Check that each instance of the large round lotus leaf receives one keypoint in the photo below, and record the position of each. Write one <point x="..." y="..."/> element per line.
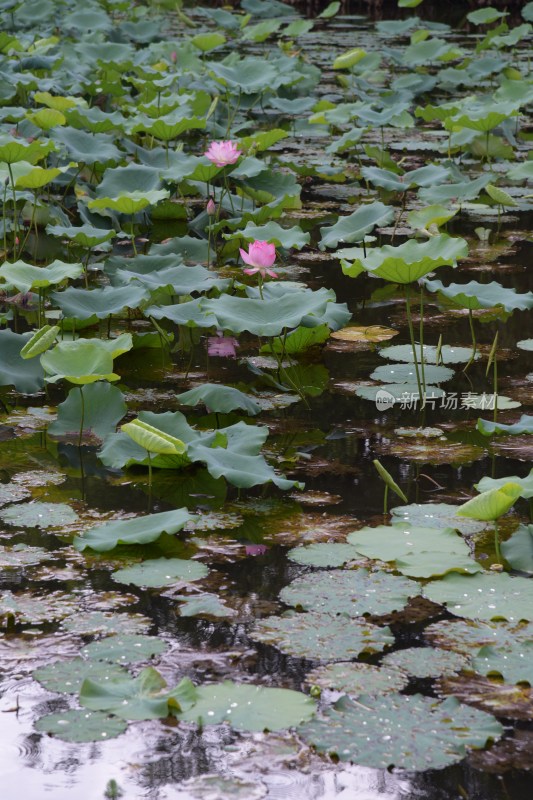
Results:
<point x="357" y="679"/>
<point x="11" y="492"/>
<point x="398" y="373"/>
<point x="249" y="708"/>
<point x="474" y="295"/>
<point x="81" y="361"/>
<point x="436" y="515"/>
<point x="353" y="592"/>
<point x="141" y="530"/>
<point x="321" y="636"/>
<point x="159" y="572"/>
<point x="405" y="731"/>
<point x="125" y="648"/>
<point x="22" y="555"/>
<point x="68" y="676"/>
<point x="370" y="333"/>
<point x="426" y="662"/>
<point x="494" y="596"/>
<point x="408" y="261"/>
<point x="219" y="398"/>
<point x="80" y="725"/>
<point x="514" y="663"/>
<point x="417" y="552"/>
<point x="466" y="636"/>
<point x="448" y="355"/>
<point x="94" y="622"/>
<point x="39" y="515"/>
<point x="407" y="394"/>
<point x="323" y="554"/>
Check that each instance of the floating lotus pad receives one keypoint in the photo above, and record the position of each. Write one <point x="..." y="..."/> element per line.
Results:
<point x="350" y="592"/>
<point x="405" y="731"/>
<point x="417" y="552"/>
<point x="484" y="597"/>
<point x="80" y="725"/>
<point x="357" y="679"/>
<point x="161" y="572"/>
<point x="426" y="662"/>
<point x="322" y="636"/>
<point x="68" y="676"/>
<point x="250" y="708"/>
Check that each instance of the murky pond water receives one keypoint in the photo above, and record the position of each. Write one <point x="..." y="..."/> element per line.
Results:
<point x="419" y="633"/>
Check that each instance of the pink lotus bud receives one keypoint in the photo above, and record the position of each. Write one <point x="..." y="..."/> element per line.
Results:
<point x="222" y="153"/>
<point x="261" y="256"/>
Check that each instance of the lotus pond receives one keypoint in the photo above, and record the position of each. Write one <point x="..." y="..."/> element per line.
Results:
<point x="266" y="390"/>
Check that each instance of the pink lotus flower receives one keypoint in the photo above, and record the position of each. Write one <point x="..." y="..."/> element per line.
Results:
<point x="222" y="153"/>
<point x="260" y="256"/>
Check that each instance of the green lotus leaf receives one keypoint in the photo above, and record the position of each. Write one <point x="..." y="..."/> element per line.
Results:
<point x="525" y="483"/>
<point x="492" y="504"/>
<point x="356" y="226"/>
<point x="68" y="676"/>
<point x="350" y="592"/>
<point x="13" y="150"/>
<point x="248" y="707"/>
<point x="26" y="375"/>
<point x="26" y="277"/>
<point x="79" y="725"/>
<point x="152" y="439"/>
<point x="484" y="16"/>
<point x="100" y="410"/>
<point x="484" y="596"/>
<point x="220" y="399"/>
<point x="137" y="698"/>
<point x="141" y="530"/>
<point x="322" y="637"/>
<point x="357" y="679"/>
<point x="419" y="552"/>
<point x="490" y="428"/>
<point x="424" y="218"/>
<point x="426" y="662"/>
<point x="436" y="515"/>
<point x="410" y="261"/>
<point x="87" y="148"/>
<point x="126" y="648"/>
<point x="159" y="572"/>
<point x="82" y="304"/>
<point x="518" y="550"/>
<point x="513" y="664"/>
<point x="130" y="203"/>
<point x="40" y="341"/>
<point x="84" y="235"/>
<point x="474" y="295"/>
<point x="405" y="731"/>
<point x="501" y="197"/>
<point x="81" y="361"/>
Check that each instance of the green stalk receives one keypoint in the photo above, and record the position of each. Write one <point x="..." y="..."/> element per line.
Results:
<point x="412" y="337"/>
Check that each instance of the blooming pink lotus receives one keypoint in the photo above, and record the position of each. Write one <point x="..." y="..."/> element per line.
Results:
<point x="222" y="153"/>
<point x="260" y="256"/>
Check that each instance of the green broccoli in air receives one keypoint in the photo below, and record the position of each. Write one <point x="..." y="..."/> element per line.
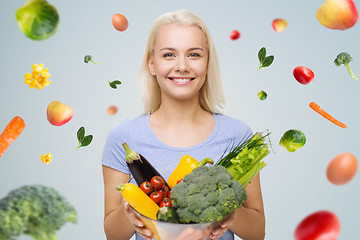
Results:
<point x="207" y="194"/>
<point x="345" y="58"/>
<point x="36" y="211"/>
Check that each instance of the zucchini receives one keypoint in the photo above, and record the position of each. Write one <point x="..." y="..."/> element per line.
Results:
<point x="138" y="200"/>
<point x="140" y="168"/>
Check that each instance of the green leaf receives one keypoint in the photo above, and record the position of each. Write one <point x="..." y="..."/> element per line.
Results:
<point x="262" y="54"/>
<point x="86" y="141"/>
<point x="81" y="134"/>
<point x="268" y="61"/>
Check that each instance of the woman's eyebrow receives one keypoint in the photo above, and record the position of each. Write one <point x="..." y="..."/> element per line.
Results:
<point x="173" y="49"/>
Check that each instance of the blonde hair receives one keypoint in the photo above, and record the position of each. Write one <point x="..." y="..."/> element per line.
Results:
<point x="211" y="96"/>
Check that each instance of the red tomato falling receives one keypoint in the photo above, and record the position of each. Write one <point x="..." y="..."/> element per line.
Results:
<point x="319" y="225"/>
<point x="303" y="75"/>
<point x="234" y="35"/>
<point x="120" y="22"/>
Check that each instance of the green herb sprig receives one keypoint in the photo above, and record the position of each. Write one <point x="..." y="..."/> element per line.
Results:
<point x="114" y="84"/>
<point x="265" y="61"/>
<point x="83" y="140"/>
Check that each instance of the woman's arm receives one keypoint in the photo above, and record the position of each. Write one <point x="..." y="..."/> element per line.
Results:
<point x="249" y="220"/>
<point x="116" y="224"/>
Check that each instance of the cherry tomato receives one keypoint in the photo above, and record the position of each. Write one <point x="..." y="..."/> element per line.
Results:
<point x="319" y="225"/>
<point x="234" y="35"/>
<point x="157" y="196"/>
<point x="165" y="190"/>
<point x="120" y="22"/>
<point x="303" y="75"/>
<point x="157" y="182"/>
<point x="147" y="187"/>
<point x="166" y="202"/>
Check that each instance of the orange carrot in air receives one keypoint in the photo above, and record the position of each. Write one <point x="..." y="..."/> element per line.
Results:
<point x="10" y="133"/>
<point x="326" y="115"/>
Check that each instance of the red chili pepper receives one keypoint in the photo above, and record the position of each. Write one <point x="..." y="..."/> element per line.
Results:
<point x="318" y="225"/>
<point x="303" y="75"/>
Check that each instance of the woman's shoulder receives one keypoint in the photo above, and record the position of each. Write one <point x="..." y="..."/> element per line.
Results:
<point x="231" y="123"/>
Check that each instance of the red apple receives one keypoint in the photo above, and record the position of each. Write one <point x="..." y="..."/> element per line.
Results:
<point x="337" y="14"/>
<point x="58" y="113"/>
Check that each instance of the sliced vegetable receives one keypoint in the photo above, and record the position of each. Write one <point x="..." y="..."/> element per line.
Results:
<point x="167" y="214"/>
<point x="244" y="161"/>
<point x="303" y="75"/>
<point x="139" y="166"/>
<point x="37" y="19"/>
<point x="265" y="61"/>
<point x="138" y="200"/>
<point x="185" y="166"/>
<point x="314" y="106"/>
<point x="293" y="140"/>
<point x="11" y="132"/>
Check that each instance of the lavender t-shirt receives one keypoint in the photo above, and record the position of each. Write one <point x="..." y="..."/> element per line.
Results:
<point x="138" y="135"/>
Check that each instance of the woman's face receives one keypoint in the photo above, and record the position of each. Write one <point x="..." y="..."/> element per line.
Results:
<point x="179" y="61"/>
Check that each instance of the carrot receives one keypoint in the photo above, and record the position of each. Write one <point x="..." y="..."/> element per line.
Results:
<point x="326" y="115"/>
<point x="10" y="133"/>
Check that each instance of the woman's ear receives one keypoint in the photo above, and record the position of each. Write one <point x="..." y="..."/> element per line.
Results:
<point x="151" y="66"/>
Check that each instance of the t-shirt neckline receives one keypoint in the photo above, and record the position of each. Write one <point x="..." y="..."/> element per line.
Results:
<point x="164" y="145"/>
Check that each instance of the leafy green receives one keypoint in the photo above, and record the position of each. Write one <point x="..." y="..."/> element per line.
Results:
<point x="82" y="139"/>
<point x="246" y="159"/>
<point x="265" y="61"/>
<point x="114" y="83"/>
<point x="37" y="19"/>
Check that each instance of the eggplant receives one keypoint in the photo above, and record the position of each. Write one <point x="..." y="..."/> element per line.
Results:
<point x="140" y="168"/>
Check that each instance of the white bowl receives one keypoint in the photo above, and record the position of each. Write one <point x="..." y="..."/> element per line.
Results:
<point x="175" y="231"/>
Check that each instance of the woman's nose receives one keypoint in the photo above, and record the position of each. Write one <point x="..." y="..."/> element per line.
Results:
<point x="182" y="65"/>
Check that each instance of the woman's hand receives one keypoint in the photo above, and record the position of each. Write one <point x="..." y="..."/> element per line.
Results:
<point x="224" y="226"/>
<point x="135" y="220"/>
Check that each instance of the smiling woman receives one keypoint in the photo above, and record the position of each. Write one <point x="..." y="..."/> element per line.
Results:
<point x="182" y="94"/>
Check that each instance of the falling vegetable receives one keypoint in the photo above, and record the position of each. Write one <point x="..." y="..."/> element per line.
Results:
<point x="88" y="58"/>
<point x="293" y="140"/>
<point x="83" y="140"/>
<point x="326" y="115"/>
<point x="37" y="19"/>
<point x="46" y="158"/>
<point x="303" y="75"/>
<point x="345" y="58"/>
<point x="38" y="77"/>
<point x="265" y="61"/>
<point x="11" y="132"/>
<point x="114" y="84"/>
<point x="262" y="95"/>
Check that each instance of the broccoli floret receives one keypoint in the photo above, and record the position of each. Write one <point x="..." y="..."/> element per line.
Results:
<point x="207" y="194"/>
<point x="345" y="58"/>
<point x="34" y="210"/>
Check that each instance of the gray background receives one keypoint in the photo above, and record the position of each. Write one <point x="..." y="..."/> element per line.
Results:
<point x="293" y="184"/>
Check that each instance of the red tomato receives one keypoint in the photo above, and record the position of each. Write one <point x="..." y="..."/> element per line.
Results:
<point x="319" y="225"/>
<point x="157" y="196"/>
<point x="166" y="202"/>
<point x="165" y="190"/>
<point x="303" y="75"/>
<point x="120" y="22"/>
<point x="157" y="182"/>
<point x="234" y="35"/>
<point x="147" y="187"/>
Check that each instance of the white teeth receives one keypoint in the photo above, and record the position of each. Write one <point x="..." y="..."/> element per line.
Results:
<point x="181" y="80"/>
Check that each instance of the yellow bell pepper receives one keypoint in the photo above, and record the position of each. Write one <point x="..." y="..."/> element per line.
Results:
<point x="185" y="166"/>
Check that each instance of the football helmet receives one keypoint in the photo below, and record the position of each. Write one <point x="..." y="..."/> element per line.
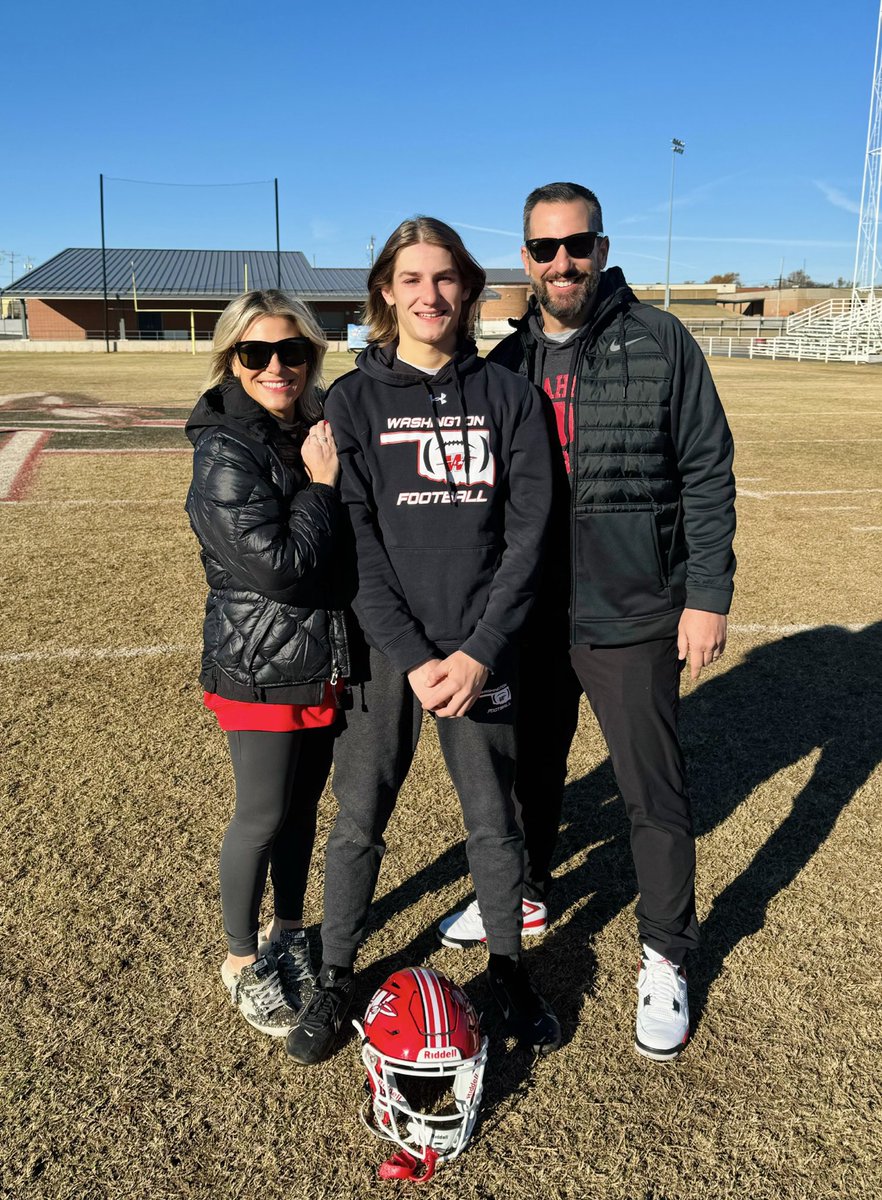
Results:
<point x="425" y="1057"/>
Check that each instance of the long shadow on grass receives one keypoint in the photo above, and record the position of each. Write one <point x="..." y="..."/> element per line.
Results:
<point x="817" y="690"/>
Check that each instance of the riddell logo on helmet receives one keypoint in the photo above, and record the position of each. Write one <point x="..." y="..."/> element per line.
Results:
<point x="438" y="1055"/>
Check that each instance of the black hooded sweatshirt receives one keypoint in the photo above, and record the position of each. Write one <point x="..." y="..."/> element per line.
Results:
<point x="448" y="527"/>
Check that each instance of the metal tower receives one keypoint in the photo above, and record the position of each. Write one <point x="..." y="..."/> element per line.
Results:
<point x="865" y="324"/>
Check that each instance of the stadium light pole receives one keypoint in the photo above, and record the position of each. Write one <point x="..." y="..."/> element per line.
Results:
<point x="279" y="244"/>
<point x="677" y="147"/>
<point x="103" y="264"/>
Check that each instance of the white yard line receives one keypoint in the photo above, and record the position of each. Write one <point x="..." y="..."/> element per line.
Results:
<point x="869" y="412"/>
<point x="93" y="503"/>
<point x="16" y="457"/>
<point x="125" y="652"/>
<point x="828" y="491"/>
<point x="786" y="630"/>
<point x="798" y="442"/>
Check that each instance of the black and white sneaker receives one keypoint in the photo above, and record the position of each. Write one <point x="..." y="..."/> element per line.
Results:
<point x="318" y="1023"/>
<point x="291" y="949"/>
<point x="527" y="1014"/>
<point x="256" y="990"/>
<point x="663" y="1008"/>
§
* _The task_: Return the line that contains "Check that each instance of the riddell" along with every line after it through the end of the entries, exactly, adding nothing.

* _Solution for this problem_:
Check that each instance of the riddell logo on helmet receives one keypoint in the photo above, and record the position of each. Write one <point x="..." y="..."/> element per line.
Results:
<point x="438" y="1055"/>
Check that each instance of the black hooded sweatshirt receives one keypoint in the photo above, and record the position of each. Write one <point x="..." y="..."/> element per line.
Results:
<point x="448" y="527"/>
Check that each instance of the metal tower receives one keypoint in the photo above, and record the position of each. Write one <point x="..." y="..."/> element per line.
Results:
<point x="865" y="324"/>
Check that each instance of the stadium light pole receives one keypoint in the photo above, and record the position of each. Write one <point x="..." y="..."/> element per line.
Results:
<point x="279" y="244"/>
<point x="677" y="147"/>
<point x="103" y="264"/>
Check that each instance of the white yard line receives one keypoint in the photo above, and record the position of each. Write one <point x="..." y="..."/> element per line.
Results:
<point x="869" y="412"/>
<point x="93" y="503"/>
<point x="16" y="457"/>
<point x="125" y="652"/>
<point x="828" y="491"/>
<point x="786" y="630"/>
<point x="798" y="442"/>
Check that each instance of the black and white sneaker receives one keypoint in the photo above, and record the position of each. Write one <point x="..." y="..."/> element per line.
Results:
<point x="318" y="1023"/>
<point x="291" y="949"/>
<point x="527" y="1014"/>
<point x="256" y="990"/>
<point x="663" y="1008"/>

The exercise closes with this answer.